▶ _Stated exercise A_
Copy the records below word for word, starting at the line containing "Could you kindly segment every instance of the flower disc?" and ending at the last line of the records.

▶ _Supplied text_

□ □ □ □ □

Upminster students during the Art Workshop in Udine
However it was not all sightseeing, as workshops are one of the requirements of a Socrates Lingua Exchange. We had a very interesting talk by one of the organisers of the Venice Carnival. In contrast I spoke about the Nottinghill Carnival, illustrated by a video and photographs. Our students spent some time joining in the lessons at the school and experiencing their design techniques. They also had art and printing workshops in which they learned how to do monoprinting and lithographs, which were new techniques for them.
Right: Amy with her lithograph
Discussions took place about our costume designs and our different approaches to the project. We had previously agreed that the costumes should be in pairs of opposites, a tradition commonly used in Venetian Carnival costumes. The Italians had chosen to do Fire and Ice, Sun and Moon, Joy and Sadness for which they had produced impressive design boards which were exhibited in the foyer of the school.
Design for the SUN costume (right) and for the MOON costume (below)
We showed them our designs for Spring and Autumn, Winter and Summer, Sunrise Over Venice and Sunset Over London, with samples of the techniques being used.
The Italians, whom we were expecting in March, changed their plans at short notice to arrive in January, three weeks before the carnival, which created some problems for the textiles students, in getting the costumes finished on time whilst at the same time entertaining their guests.
When they arrived it was wonderful to see how the friendships had developed since their early correspondence a year ago.
above: Student from Udine making masks during workshop in Upminster, below: Corinne from Udine making hand-made paper
Of course London was one of the main attractions to them as our school is less than an hour from the West End. In between excursions we had workshops on the making of hand-made paper which was then used to make carnival masks. They learned a variety of heating and dyeing techniques for transforming paper, plastics and metals into decorative materials for embellishing their masks, which were displayed before the end of their visit.
No wonder that the language skills of all the students improved tremendously. When we first met the Italians a year before they were very hesitant about speaking English, but by the end of their visit to Upminster they were quite fluent and had even picked up some technical vocabulary during the workshops.

□ □ □ □ □

▶ _Input data_
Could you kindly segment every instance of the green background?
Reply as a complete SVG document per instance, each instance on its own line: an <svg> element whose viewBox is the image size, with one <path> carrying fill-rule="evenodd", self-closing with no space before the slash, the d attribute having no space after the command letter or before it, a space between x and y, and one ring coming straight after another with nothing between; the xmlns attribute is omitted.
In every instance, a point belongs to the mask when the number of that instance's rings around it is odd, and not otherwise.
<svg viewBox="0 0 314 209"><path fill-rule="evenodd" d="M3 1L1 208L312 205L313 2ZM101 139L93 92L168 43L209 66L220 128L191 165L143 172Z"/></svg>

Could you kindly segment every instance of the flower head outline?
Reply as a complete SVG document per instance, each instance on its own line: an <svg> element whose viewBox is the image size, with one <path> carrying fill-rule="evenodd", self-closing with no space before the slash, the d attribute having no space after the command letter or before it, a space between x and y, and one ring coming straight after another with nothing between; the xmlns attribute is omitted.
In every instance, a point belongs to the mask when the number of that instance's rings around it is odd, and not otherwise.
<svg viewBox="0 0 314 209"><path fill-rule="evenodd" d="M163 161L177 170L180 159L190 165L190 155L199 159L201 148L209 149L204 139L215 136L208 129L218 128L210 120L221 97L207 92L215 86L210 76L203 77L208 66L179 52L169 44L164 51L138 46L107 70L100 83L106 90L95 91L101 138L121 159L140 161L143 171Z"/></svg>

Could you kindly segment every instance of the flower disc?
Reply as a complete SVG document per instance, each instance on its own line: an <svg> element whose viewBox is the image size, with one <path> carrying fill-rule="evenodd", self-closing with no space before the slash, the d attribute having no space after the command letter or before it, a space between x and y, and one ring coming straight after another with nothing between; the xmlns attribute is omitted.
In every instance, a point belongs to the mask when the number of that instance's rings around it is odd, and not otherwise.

□ □ □ □ □

▶ _Stated exercise B_
Repeat the part of the student exchange text above word for word, starting at "No wonder that" and ending at "during the workshops.".

▶ _Task answer A_
Could you kindly segment every instance of the flower disc?
Reply as a complete SVG document per instance, each instance on its own line: an <svg> element whose viewBox is the image size, with one <path> carrying fill-rule="evenodd", self-closing with no space before the slash, the d attribute having no space after the command letter or before it, a space between x and y, and one ring coming straight after another with nothing between; the xmlns attribute is omitted.
In every instance, a point belongs to the mask when the number of that instance's rings around it is odd, and not otherwise.

▶ _Task answer B_
No wonder that the language skills of all the students improved tremendously. When we first met the Italians a year before they were very hesitant about speaking English, but by the end of their visit to Upminster they were quite fluent and had even picked up some technical vocabulary during the workshops.